▶ _RECORDS TO PROCESS_
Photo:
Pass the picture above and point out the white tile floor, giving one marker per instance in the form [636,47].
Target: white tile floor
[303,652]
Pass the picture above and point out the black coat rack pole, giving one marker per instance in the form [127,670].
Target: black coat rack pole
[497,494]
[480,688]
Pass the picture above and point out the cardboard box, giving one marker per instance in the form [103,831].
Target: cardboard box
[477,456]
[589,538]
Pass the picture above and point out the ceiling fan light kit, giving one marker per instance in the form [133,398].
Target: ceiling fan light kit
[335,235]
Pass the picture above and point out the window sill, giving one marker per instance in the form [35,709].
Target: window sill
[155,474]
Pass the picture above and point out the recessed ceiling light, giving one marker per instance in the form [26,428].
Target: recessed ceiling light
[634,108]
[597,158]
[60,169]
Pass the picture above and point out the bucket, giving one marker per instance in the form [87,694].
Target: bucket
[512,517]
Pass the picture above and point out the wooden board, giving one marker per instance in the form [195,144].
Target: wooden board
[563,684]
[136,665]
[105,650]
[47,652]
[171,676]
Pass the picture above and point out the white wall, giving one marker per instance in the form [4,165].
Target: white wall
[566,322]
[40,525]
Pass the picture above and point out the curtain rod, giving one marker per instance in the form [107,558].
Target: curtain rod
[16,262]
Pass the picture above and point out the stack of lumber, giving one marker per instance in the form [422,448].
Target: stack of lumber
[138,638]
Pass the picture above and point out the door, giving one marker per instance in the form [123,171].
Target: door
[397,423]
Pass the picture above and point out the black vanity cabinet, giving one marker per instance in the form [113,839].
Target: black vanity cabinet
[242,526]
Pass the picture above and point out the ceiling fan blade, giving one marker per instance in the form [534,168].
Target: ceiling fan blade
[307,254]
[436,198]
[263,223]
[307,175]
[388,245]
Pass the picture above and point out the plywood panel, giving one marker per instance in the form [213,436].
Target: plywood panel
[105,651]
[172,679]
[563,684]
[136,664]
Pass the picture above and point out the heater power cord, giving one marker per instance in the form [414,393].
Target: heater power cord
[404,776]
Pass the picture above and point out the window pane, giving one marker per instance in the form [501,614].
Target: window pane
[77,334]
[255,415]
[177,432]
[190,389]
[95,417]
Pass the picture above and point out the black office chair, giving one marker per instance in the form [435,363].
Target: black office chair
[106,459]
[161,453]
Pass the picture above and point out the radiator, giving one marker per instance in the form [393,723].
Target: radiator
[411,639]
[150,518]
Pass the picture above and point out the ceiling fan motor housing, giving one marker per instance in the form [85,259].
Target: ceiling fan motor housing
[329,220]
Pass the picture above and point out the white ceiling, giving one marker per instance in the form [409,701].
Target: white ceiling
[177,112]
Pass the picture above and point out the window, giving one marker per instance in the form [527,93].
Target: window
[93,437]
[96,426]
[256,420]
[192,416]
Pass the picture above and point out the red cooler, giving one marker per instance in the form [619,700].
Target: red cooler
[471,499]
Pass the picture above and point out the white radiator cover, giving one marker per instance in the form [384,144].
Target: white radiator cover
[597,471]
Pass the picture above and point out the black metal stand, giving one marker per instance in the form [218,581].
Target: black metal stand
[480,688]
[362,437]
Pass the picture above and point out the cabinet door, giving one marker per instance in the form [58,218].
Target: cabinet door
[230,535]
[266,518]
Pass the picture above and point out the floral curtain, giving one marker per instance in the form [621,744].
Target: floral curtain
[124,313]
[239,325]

▶ _PROBLEM DETAILS_
Retype each line of the listing exactly as it was given above.

▶ _EXPECTED OUTPUT_
Photo:
Pass the picture above and point out the white tile floor, giving one marker per instance in the form [636,47].
Target: white tile floor
[303,652]
Pass the picture above and point out the black coat rack pole, giving one marker per instance in the form [127,670].
Target: black coat rack pole
[497,494]
[480,688]
Pass the picture above and point out the cardboard box, giving one marker per instance in the form [103,831].
Target: cardboard box
[477,456]
[589,538]
Pass the picture above and point out the ceiling fan light kit, giving one marker per instance in the form [133,398].
Target: ceiling fan light kit
[335,235]
Pass the picture above and point out the window sill, giving one marker per instance in the form [35,709].
Target: window sill
[155,474]
Pass the picture above and point out the recessed ceiling light, giving one marker per instance in the form [26,428].
Target: recessed ceiling light
[634,108]
[597,158]
[60,169]
Pass the picture above and point out the bucket, giving one marker per instance in the form [87,694].
Target: bucket
[512,517]
Pass the picture above and point out the wooden board, giving one marker per instance in the form [195,144].
Target: wooden board
[563,684]
[136,665]
[105,650]
[47,652]
[171,676]
Pass the picture above and point out the white wall, giving one marker per instance in the form [4,165].
Target: white wall
[566,322]
[40,525]
Pass the picture above and point out the curtain rod, giving one marker per instance in the form [107,558].
Target: curtain rod
[16,262]
Pass the picture above and point out the stack of lumber, giving one marker per instance in the form [422,448].
Target: stack of lumber
[138,638]
Pass the picture above and point out the door, giving one marker per instance in the form [123,171].
Target: door
[397,423]
Pass the picture above and point out the black vanity cabinet, giving one marker per instance in the form [113,839].
Target: black vanity cabinet
[242,526]
Pass the picture above and point out the ceiling fan blade, giving one marker per instance in the form [534,168].
Target: ceiling fan blade
[307,254]
[436,198]
[263,223]
[307,175]
[388,245]
Pass the picture above and point out the plywood panel, giving one marker per instance in the form [213,436].
Target: plywood panel
[105,651]
[172,679]
[563,684]
[136,664]
Pass the picture above and point out the heater power cord, giving one marker per instance in the form [414,393].
Target: heater power cord
[404,776]
Pass the picture above and point out the window pane, giving one marker per instance in the form [501,614].
Target: window pane
[77,334]
[255,415]
[177,432]
[190,389]
[95,417]
Pass the picture above and point out the black office chair, giving one marker per instance in the form [435,363].
Target: black office chair
[106,459]
[161,453]
Pass the picture above and point out the radiator, giving one marker per instance in the form [393,723].
Target: radiator
[411,639]
[150,518]
Pass the picture above and point out the ceiling fan motor housing, giving one marker per instance in the form [85,259].
Target: ceiling fan motor housing
[329,220]
Pass the picture above and point out the white ceiling, giving one marker per instance in the form [409,701].
Target: white ceiling
[177,112]
Pass the picture above and point out the window, giving one marker per instance in the form [527,93].
Target: window
[93,437]
[96,426]
[256,420]
[192,416]
Pass the picture above and point out the red cooler, giving one marker per instance in the form [619,700].
Target: red cooler
[471,499]
Pass the picture above and point out the white radiator cover, giving one marker per instance in the form [384,144].
Target: white radiator cover
[597,471]
Pass the picture above and point out the black metal stand, giving one marker per instance in the form [218,581].
Target: black metal stand
[480,688]
[362,437]
Pass the picture above and point out the cabinet door, giving one marker per instance in the form [58,218].
Target: cabinet door
[230,535]
[266,518]
Pass the picture above and point out the floral curtain, giving one marker per instance in the form [621,744].
Target: floral curtain
[124,313]
[239,325]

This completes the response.